To do ->
Decide whether each statement below agrees with the child labor table. Answer yes or no and quote the words of the table that settle it. 1. The minimum age for work is 15. 2. The minimum age for hazardous work is 16. 3. The prohibition of forced labor rests on the Criminal Law Amendment Act 32 of 2007.

The Government has established relevant laws and regulations related to child labor, including its worst forms (Table 4).

Table 4. Laws and Regulations Related to Child Labor
Standard Yes/No Age Related Legislation
Minimum Age for Work Yes 15 Basic Conditions of Employment Act 75 of 1997 (16)
Minimum Age for Hazardous Work Yes 18 Basic Conditions of Employment Act 75 of 1997; Regulations on Hazardous Work by Children in South Africa (16-18)
List of Hazardous Occupations Prohibited for Children Yes   Regulations on Hazardous Work by Children in South Africa (17, 18)
Prohibition of Forced Labor Yes   Chapter 2 of the Constitution; Children's Amendment Act (19, 20)
Prohibition of Child Trafficking Yes   Children's Amendment Act; Criminal Law Amendment Act 32 of 2007 (10, 19, 21)
Prohibition of Commercial Sexual Exploitation of Children Yes   Children's Amendment Act (19, 21)
Prohibition of Using Children in Illicit Activities Yes   Children's Amendment Act; Child Justice Act of 2008 (1, 19, 21, 22)
Minimum Age for Compulsory Military Recruitment N/A*    
Minimum Age for Voluntary Military Service Yes 18 Defense Act 42 of 2002 (23, 24)

Data entries ->
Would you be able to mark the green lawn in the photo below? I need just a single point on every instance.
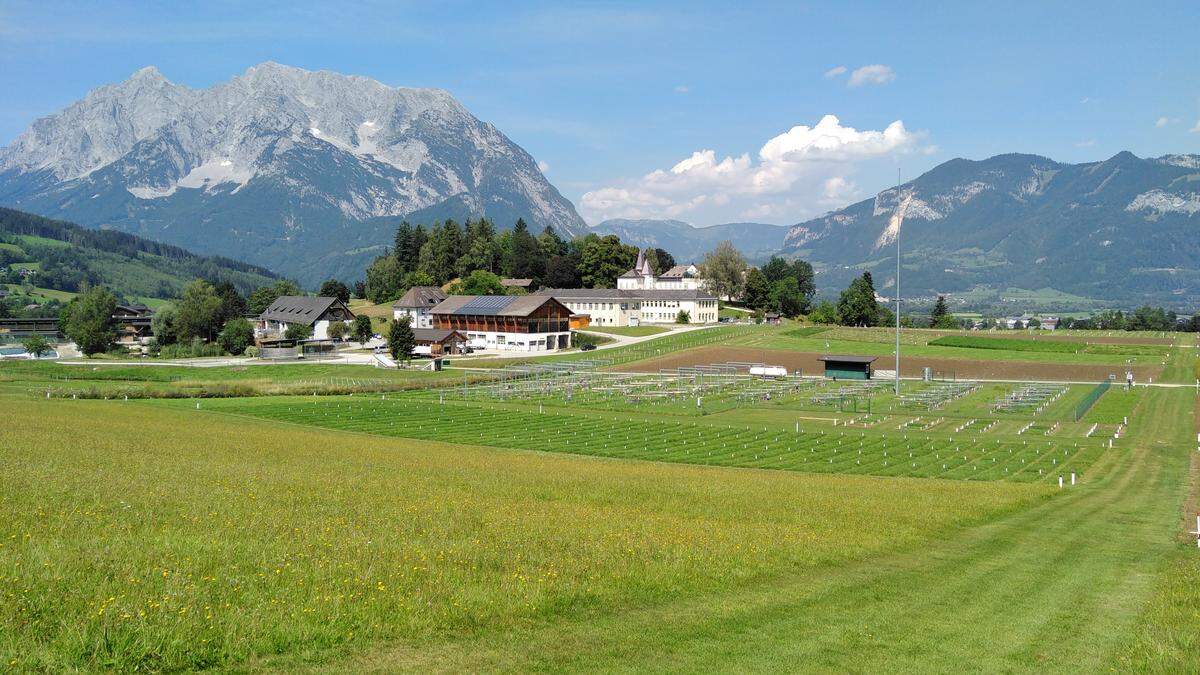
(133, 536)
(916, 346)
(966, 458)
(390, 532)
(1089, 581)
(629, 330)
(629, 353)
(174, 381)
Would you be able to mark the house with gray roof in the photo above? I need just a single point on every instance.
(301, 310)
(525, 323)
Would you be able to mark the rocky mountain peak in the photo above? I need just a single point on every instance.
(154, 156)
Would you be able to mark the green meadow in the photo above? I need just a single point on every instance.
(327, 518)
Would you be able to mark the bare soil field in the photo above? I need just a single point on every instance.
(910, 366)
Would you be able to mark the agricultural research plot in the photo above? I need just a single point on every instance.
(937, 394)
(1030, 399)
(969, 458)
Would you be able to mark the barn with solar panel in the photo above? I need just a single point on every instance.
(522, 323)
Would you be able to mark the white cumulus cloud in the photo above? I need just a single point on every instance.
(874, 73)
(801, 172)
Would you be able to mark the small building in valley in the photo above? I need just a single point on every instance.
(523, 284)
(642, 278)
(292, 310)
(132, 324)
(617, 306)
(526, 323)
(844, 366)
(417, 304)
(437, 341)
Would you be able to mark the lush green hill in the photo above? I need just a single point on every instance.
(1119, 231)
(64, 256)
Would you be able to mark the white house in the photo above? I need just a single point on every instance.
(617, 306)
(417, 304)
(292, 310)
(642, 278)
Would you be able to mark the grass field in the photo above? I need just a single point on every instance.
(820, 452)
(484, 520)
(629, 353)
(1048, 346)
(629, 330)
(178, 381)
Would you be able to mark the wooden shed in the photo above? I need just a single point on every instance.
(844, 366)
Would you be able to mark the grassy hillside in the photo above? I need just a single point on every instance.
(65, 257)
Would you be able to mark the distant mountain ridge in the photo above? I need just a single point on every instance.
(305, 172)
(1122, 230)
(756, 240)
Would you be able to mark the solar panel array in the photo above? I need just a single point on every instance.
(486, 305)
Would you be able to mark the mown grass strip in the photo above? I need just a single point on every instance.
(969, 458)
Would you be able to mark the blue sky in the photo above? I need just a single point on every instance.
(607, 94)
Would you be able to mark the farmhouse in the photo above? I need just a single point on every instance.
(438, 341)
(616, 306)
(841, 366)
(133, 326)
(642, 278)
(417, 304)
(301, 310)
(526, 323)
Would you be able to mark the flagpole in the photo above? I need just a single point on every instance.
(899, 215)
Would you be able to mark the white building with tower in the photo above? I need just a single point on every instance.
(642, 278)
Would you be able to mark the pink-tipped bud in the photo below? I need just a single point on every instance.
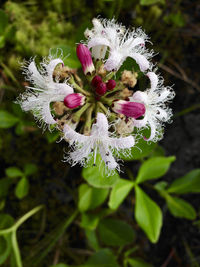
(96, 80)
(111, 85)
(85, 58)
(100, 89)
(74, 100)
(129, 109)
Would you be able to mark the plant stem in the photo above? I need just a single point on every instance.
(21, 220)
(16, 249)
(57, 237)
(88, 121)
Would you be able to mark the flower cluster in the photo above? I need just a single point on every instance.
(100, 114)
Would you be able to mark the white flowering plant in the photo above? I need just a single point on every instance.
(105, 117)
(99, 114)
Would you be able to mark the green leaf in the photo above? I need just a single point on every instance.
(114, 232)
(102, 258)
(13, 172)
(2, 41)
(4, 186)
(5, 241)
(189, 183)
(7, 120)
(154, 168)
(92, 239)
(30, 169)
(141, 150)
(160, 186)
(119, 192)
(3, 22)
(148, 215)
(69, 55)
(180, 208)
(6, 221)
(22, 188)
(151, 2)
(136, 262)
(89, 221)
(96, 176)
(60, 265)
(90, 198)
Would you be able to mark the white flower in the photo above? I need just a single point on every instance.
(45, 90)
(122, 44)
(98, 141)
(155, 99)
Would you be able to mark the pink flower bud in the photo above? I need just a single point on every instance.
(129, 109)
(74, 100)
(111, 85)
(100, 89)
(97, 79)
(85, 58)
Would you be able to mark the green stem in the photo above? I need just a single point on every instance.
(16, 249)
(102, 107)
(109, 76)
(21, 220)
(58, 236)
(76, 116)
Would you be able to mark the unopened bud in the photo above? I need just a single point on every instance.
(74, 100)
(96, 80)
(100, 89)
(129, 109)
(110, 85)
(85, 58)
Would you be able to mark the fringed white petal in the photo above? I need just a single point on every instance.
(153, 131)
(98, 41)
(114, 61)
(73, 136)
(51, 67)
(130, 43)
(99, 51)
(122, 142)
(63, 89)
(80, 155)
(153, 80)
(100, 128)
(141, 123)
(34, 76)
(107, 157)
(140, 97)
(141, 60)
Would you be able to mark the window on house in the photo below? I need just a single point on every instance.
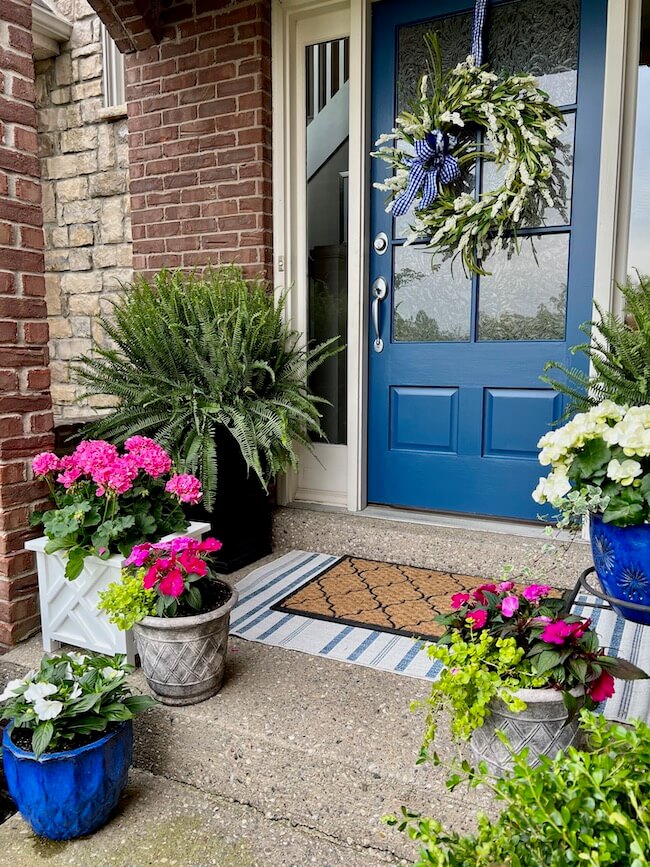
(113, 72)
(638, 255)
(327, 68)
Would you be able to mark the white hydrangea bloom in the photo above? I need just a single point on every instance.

Task output ->
1. Yes: "Minimum Age for Work Yes 15"
2. No: "Minimum Age for Hazardous Work Yes 18"
3. No: "Chapter 2 of the Constitution; Children's Amendment Act"